(Stored items)
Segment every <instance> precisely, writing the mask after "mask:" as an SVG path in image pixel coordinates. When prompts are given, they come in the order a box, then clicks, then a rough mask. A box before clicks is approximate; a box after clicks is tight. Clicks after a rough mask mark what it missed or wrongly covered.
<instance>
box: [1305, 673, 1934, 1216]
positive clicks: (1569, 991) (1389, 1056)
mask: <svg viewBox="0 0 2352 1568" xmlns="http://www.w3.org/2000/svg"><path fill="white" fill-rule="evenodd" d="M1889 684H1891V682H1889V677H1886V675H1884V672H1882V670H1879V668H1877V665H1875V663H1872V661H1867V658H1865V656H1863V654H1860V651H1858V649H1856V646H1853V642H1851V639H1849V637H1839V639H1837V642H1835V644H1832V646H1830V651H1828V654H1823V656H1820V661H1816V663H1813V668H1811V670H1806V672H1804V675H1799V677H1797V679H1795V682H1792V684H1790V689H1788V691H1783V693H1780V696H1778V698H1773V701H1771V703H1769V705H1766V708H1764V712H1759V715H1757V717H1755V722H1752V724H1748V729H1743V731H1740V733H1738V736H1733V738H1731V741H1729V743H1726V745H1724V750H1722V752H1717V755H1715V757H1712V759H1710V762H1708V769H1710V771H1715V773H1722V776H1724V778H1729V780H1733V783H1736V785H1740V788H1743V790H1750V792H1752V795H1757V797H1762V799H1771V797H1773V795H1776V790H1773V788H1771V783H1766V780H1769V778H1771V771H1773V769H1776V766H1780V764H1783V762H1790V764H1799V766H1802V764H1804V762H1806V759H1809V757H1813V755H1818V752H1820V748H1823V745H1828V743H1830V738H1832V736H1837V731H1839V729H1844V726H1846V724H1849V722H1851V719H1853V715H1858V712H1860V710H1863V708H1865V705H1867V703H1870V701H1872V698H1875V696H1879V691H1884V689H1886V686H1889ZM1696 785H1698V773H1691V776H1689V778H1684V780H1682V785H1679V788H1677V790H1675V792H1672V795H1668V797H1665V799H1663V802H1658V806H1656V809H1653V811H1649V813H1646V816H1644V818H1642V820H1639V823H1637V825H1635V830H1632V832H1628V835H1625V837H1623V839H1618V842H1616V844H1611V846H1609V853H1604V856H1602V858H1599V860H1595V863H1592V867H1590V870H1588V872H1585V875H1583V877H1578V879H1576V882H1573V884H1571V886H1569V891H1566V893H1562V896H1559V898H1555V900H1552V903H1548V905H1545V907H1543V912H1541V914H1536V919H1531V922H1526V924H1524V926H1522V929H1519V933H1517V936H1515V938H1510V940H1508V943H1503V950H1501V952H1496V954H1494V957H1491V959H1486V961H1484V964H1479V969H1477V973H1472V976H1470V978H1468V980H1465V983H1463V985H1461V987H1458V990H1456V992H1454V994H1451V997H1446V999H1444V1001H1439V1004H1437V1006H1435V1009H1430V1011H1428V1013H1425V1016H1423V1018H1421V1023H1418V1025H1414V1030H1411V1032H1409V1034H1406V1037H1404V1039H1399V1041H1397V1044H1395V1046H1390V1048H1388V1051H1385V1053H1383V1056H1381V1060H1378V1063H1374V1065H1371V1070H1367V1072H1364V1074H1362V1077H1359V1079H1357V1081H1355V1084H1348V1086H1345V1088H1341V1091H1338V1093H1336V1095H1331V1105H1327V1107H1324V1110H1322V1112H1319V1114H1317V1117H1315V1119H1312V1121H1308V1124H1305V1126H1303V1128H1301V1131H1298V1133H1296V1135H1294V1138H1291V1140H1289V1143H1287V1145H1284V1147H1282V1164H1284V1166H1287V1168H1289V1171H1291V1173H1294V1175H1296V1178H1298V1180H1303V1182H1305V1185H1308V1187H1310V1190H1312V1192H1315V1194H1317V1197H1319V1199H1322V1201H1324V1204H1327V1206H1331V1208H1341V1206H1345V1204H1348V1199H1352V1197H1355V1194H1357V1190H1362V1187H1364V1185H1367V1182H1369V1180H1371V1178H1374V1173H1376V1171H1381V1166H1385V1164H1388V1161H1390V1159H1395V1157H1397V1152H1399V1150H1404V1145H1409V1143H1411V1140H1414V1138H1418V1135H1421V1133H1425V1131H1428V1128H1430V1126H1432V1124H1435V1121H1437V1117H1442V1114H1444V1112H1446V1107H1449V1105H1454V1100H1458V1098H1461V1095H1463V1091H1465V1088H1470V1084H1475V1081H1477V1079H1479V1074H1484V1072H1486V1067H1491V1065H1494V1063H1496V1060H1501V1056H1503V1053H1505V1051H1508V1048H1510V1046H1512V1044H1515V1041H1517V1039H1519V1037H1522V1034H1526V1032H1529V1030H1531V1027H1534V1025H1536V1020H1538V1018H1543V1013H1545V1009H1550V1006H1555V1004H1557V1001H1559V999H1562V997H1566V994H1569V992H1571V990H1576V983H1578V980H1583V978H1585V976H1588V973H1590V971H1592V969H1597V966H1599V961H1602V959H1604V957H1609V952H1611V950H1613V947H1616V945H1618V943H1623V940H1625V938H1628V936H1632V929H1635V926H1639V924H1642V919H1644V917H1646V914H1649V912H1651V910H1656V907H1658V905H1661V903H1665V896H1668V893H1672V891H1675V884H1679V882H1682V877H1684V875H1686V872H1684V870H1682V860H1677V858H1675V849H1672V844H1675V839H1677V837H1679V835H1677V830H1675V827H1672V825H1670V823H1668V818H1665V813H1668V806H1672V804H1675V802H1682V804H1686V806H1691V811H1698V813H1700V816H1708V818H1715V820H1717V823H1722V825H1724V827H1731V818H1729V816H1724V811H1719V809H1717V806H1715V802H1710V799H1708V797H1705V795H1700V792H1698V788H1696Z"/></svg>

== What is being asked ==
The entire set of entries, and nothing else, should be set down exactly.

== The answer ==
Segment every <instance> precisely, writing the mask after "mask:" as an SVG path in image pixel coordinates. When prompts are given, they come in the order a box, then clicks, then a rough mask. A box before clicks is approximate; a box after clicks is tight. Clicks after a rough mask mark what it missed or wrongly covered.
<instance>
box: [1305, 673, 1934, 1216]
positive clicks: (1569, 991) (1389, 1056)
mask: <svg viewBox="0 0 2352 1568" xmlns="http://www.w3.org/2000/svg"><path fill="white" fill-rule="evenodd" d="M1889 684H1891V682H1889V677H1886V675H1884V672H1882V670H1879V668H1877V665H1875V663H1872V661H1867V658H1865V656H1863V654H1860V651H1858V649H1856V646H1853V642H1851V639H1849V637H1839V639H1837V642H1835V644H1832V646H1830V651H1828V654H1823V656H1820V661H1816V663H1813V668H1811V670H1806V672H1804V675H1799V677H1797V679H1795V682H1792V684H1790V689H1788V691H1783V693H1780V696H1778V698H1773V701H1771V703H1769V705H1766V708H1764V712H1759V715H1757V717H1755V722H1752V724H1748V729H1743V731H1740V733H1738V736H1733V738H1731V741H1729V743H1726V745H1724V750H1722V752H1717V755H1715V757H1712V759H1710V762H1708V769H1710V771H1715V773H1722V776H1724V778H1729V780H1733V783H1736V785H1740V788H1743V790H1750V792H1752V795H1757V797H1762V799H1771V797H1773V795H1776V790H1773V788H1771V783H1766V780H1769V778H1771V771H1773V769H1776V766H1780V764H1783V762H1790V764H1799V766H1802V764H1804V762H1806V759H1809V757H1813V755H1818V752H1820V748H1823V745H1828V743H1830V738H1832V736H1837V731H1839V729H1844V726H1846V724H1849V722H1851V719H1853V715H1858V712H1860V710H1863V708H1865V705H1867V703H1870V701H1872V698H1875V696H1879V691H1884V689H1886V686H1889ZM1696 785H1698V773H1691V776H1689V778H1684V780H1682V785H1679V788H1677V790H1675V792H1672V795H1668V797H1665V799H1663V802H1658V806H1656V809H1653V811H1649V813H1646V816H1644V818H1642V820H1639V823H1637V825H1635V830H1632V832H1628V835H1625V837H1623V839H1618V842H1616V844H1611V846H1609V853H1604V856H1602V858H1599V860H1595V863H1592V867H1590V870H1588V872H1585V875H1583V877H1578V879H1576V882H1573V884H1571V886H1569V891H1566V893H1562V896H1559V898H1555V900H1552V903H1548V905H1545V907H1543V912H1541V914H1536V919H1531V922H1526V924H1524V926H1522V929H1519V933H1517V936H1515V938H1510V940H1508V943H1503V950H1501V952H1496V954H1494V957H1491V959H1486V961H1484V964H1479V969H1477V973H1472V976H1470V978H1468V980H1465V983H1463V985H1461V987H1458V990H1456V992H1454V994H1451V997H1446V999H1444V1001H1439V1004H1437V1006H1435V1009H1430V1011H1428V1013H1425V1016H1423V1018H1421V1023H1418V1025H1414V1030H1411V1032H1409V1034H1406V1037H1404V1039H1399V1041H1397V1044H1395V1046H1390V1048H1388V1051H1385V1053H1383V1056H1381V1060H1378V1063H1374V1065H1371V1070H1367V1072H1364V1074H1362V1077H1359V1079H1357V1081H1355V1084H1348V1086H1345V1088H1341V1091H1338V1093H1336V1095H1331V1105H1327V1107H1324V1110H1322V1112H1319V1114H1317V1117H1315V1119H1312V1121H1308V1124H1305V1126H1303V1128H1301V1131H1298V1133H1296V1135H1294V1138H1291V1140H1289V1143H1287V1145H1284V1147H1282V1164H1284V1166H1287V1168H1289V1171H1291V1173H1294V1175H1296V1178H1298V1180H1303V1182H1305V1185H1308V1187H1310V1190H1312V1192H1315V1194H1317V1197H1319V1199H1322V1201H1324V1204H1327V1206H1331V1208H1341V1206H1345V1204H1348V1199H1352V1197H1355V1194H1357V1190H1362V1187H1364V1185H1367V1182H1369V1180H1371V1178H1374V1173H1376V1171H1381V1166H1385V1164H1388V1161H1390V1159H1395V1157H1397V1152H1399V1150H1404V1145H1409V1143H1411V1140H1414V1138H1418V1135H1421V1133H1425V1131H1428V1128H1430V1126H1432V1124H1435V1121H1437V1117H1442V1114H1444V1112H1446V1107H1449V1105H1454V1100H1458V1098H1461V1095H1463V1091H1465V1088H1470V1084H1475V1081H1477V1079H1479V1074H1484V1072H1486V1067H1491V1065H1494V1063H1496V1060H1501V1056H1503V1053H1505V1051H1508V1048H1510V1046H1512V1044H1515V1041H1517V1039H1519V1037H1522V1034H1526V1032H1529V1030H1531V1027H1534V1025H1536V1020H1538V1018H1543V1013H1545V1009H1550V1006H1555V1004H1557V1001H1559V999H1562V997H1566V994H1569V992H1571V990H1576V983H1578V980H1583V978H1585V976H1588V973H1590V971H1592V969H1597V966H1599V961H1602V959H1604V957H1609V952H1611V950H1613V947H1616V945H1618V943H1623V940H1625V938H1628V936H1632V929H1635V926H1639V924H1642V919H1644V917H1646V914H1649V912H1651V910H1656V907H1658V905H1661V903H1665V896H1668V893H1672V891H1675V884H1679V882H1682V877H1684V875H1686V872H1684V870H1682V860H1677V858H1675V849H1672V844H1675V839H1677V837H1679V835H1677V830H1675V827H1672V825H1670V823H1668V818H1665V813H1668V806H1672V804H1675V802H1682V804H1686V806H1691V811H1698V813H1700V816H1708V818H1715V820H1717V823H1722V825H1724V827H1731V818H1729V816H1724V811H1719V809H1717V806H1715V802H1710V799H1708V797H1705V795H1700V792H1698V788H1696Z"/></svg>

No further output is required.